→ **Work instructions**
Wherever "flower" occurs in the entries, copy the line that holds it.

→ **Raw data**
• • • •

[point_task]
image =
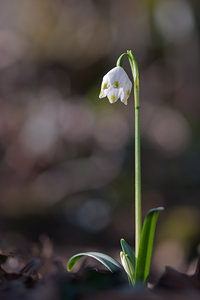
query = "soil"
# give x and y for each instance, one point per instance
(48, 279)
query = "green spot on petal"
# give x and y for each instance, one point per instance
(116, 84)
(105, 86)
(112, 98)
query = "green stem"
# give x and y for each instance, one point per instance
(138, 214)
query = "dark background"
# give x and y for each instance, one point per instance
(67, 157)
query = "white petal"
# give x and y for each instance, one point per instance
(113, 95)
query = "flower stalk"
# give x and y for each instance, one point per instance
(138, 214)
(116, 85)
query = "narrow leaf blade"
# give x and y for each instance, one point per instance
(146, 245)
(110, 263)
(128, 251)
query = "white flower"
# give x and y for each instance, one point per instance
(115, 85)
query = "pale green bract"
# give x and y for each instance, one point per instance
(116, 85)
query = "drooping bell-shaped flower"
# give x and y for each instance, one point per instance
(116, 85)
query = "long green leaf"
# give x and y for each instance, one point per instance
(146, 245)
(128, 251)
(111, 264)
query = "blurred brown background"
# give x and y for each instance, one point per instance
(67, 157)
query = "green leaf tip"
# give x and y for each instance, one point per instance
(146, 245)
(110, 263)
(128, 251)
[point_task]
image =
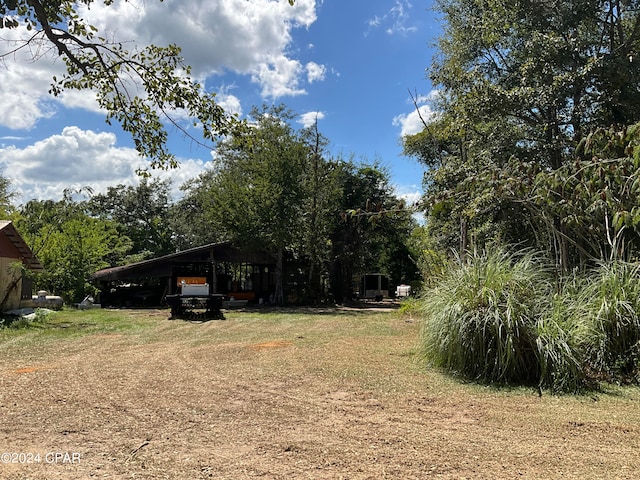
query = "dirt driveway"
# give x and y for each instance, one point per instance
(303, 397)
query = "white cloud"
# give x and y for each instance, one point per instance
(315, 72)
(247, 37)
(309, 118)
(411, 123)
(396, 20)
(411, 194)
(77, 158)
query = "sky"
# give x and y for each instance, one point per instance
(353, 65)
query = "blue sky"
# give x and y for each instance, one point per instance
(350, 63)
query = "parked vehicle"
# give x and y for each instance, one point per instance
(374, 286)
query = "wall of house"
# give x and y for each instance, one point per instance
(7, 277)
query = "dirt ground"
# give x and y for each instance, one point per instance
(214, 400)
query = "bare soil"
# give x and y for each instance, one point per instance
(324, 396)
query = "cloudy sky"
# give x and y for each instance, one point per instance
(352, 65)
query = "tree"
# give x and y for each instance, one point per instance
(141, 213)
(69, 244)
(370, 231)
(521, 85)
(137, 87)
(254, 194)
(321, 184)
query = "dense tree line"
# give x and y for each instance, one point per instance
(535, 140)
(271, 187)
(533, 180)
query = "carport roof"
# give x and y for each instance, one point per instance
(26, 255)
(163, 266)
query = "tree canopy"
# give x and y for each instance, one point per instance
(139, 87)
(523, 87)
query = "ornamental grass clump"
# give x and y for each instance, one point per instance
(611, 300)
(481, 319)
(562, 331)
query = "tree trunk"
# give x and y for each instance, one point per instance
(278, 296)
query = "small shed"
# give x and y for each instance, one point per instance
(241, 273)
(15, 257)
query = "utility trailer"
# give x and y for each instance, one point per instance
(374, 286)
(195, 301)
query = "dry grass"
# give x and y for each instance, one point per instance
(294, 394)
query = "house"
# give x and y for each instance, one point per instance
(15, 258)
(241, 273)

• • • •

→ **Task solution**
query = "flower stalk"
query = "white flower"
query = "drooping bell-shaped flower"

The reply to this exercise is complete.